## DIRECTION
From the entries below, extract every line that contains the string "paper", matching its case exactly.

----- LISTED RECORDS

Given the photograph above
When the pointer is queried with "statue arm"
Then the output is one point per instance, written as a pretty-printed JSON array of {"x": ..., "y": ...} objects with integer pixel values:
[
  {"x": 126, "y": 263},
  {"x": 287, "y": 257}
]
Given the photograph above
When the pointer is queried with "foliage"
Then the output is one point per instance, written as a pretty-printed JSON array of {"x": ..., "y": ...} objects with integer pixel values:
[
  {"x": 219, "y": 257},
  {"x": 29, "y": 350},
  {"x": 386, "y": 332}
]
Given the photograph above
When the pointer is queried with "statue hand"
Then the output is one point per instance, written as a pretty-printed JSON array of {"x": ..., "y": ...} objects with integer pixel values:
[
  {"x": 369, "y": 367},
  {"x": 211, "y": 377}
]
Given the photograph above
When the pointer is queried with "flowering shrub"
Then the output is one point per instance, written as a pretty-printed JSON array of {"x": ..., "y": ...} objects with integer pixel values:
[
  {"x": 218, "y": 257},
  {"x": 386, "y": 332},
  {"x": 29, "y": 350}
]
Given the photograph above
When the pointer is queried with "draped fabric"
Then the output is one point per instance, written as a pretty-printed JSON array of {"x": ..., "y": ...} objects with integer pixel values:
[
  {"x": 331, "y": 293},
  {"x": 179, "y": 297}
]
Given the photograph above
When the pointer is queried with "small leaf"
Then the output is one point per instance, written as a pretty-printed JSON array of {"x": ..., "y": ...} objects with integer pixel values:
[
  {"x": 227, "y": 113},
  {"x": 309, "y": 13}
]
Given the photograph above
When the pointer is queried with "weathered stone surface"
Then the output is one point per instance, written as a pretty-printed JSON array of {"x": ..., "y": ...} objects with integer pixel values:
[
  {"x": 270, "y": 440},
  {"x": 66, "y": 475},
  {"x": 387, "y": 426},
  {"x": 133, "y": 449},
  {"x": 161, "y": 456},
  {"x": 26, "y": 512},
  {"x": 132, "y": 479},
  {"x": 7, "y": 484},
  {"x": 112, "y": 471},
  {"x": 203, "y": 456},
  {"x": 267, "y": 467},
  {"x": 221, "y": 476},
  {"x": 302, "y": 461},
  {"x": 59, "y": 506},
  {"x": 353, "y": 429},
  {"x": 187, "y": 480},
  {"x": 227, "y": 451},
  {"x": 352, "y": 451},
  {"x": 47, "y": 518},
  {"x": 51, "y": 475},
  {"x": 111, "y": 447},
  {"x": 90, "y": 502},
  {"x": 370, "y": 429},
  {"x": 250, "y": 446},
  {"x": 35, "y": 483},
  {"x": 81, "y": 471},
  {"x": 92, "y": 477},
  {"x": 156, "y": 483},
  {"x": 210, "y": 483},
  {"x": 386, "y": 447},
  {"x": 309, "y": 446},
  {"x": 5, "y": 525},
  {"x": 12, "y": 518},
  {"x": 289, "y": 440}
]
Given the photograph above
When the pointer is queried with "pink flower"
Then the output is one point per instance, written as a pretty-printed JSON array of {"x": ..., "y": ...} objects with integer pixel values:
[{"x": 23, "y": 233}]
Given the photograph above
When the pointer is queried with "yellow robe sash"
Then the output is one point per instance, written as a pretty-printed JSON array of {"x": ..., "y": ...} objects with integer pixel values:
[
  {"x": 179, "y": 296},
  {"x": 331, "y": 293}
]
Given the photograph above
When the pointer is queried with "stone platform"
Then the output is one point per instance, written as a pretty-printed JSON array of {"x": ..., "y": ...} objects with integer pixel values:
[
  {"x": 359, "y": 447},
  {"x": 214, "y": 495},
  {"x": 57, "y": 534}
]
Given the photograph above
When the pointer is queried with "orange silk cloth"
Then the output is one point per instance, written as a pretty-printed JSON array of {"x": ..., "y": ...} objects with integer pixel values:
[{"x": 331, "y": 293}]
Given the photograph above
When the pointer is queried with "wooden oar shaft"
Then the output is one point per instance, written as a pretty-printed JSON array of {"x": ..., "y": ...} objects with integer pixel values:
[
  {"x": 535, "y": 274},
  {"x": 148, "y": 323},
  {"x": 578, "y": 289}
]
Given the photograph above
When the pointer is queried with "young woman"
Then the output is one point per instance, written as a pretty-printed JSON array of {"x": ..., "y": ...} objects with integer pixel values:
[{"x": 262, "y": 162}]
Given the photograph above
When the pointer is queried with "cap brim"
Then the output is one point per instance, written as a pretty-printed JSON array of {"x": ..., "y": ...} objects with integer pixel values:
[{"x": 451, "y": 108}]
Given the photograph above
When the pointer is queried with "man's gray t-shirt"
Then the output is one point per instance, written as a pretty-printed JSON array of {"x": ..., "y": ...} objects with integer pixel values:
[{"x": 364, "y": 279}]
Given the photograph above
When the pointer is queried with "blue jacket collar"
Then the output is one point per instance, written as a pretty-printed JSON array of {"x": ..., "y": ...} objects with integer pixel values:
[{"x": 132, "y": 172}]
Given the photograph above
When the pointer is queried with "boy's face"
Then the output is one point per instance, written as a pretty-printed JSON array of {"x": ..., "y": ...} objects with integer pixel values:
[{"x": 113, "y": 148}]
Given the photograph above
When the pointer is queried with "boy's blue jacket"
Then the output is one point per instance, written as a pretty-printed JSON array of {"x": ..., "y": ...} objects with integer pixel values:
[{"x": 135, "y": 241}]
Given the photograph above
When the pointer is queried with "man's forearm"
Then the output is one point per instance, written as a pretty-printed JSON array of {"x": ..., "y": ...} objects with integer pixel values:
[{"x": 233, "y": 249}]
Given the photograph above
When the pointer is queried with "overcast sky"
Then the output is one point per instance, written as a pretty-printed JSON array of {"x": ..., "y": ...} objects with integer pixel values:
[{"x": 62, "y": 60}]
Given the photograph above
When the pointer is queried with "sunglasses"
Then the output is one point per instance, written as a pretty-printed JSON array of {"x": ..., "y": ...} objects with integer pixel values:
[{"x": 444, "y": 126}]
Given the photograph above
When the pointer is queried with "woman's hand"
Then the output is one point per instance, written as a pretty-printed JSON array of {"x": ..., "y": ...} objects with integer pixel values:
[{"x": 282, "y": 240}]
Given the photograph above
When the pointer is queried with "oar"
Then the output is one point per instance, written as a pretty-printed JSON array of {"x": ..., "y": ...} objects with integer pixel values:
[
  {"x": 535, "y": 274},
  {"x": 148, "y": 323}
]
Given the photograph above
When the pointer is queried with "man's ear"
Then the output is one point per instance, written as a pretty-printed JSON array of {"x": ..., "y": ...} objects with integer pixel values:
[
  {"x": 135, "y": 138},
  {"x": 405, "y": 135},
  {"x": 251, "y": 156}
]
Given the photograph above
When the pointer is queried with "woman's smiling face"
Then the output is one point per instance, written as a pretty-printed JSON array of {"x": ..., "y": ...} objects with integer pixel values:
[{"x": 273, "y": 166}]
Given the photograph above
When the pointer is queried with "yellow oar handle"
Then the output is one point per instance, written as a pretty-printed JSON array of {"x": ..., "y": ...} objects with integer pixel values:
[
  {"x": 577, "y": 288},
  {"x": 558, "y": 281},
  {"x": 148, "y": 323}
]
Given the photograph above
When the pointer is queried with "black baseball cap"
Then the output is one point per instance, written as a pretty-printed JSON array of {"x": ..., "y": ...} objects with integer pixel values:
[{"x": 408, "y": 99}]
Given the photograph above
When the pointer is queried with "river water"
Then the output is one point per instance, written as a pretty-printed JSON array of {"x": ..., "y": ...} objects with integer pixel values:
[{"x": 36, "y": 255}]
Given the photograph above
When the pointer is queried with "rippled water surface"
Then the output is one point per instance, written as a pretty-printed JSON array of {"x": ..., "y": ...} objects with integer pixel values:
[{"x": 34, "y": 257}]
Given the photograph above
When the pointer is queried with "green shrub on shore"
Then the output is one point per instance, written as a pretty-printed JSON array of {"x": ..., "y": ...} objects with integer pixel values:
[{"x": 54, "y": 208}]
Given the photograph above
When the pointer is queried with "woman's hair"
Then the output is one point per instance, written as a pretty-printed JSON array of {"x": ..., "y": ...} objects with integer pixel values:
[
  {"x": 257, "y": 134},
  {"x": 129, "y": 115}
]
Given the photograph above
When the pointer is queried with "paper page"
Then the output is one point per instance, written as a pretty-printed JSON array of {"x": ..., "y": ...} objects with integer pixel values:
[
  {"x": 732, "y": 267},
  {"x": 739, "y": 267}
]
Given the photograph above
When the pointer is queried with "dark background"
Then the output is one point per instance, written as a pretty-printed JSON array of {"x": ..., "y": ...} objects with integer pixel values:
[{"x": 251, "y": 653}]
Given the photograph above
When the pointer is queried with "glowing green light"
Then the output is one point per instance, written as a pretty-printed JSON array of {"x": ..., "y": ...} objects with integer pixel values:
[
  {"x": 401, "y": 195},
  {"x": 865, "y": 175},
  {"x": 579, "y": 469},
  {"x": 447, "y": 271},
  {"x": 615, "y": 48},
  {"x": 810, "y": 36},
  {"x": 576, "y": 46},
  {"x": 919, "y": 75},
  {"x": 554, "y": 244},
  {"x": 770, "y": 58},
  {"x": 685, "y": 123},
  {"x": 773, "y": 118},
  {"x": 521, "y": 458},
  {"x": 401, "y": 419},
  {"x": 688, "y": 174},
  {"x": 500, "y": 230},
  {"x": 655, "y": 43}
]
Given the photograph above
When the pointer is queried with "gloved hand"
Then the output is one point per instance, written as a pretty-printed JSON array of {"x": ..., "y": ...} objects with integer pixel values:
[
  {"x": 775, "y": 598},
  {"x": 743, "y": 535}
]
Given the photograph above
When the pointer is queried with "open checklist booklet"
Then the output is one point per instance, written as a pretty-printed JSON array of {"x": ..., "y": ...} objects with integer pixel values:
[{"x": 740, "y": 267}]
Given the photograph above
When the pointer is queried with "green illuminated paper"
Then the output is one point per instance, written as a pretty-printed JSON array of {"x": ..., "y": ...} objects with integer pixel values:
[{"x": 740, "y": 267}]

----------

## OUTPUT BELOW
When the pointer is queried with "paper page"
When the pointer is queried with "green illuminated paper"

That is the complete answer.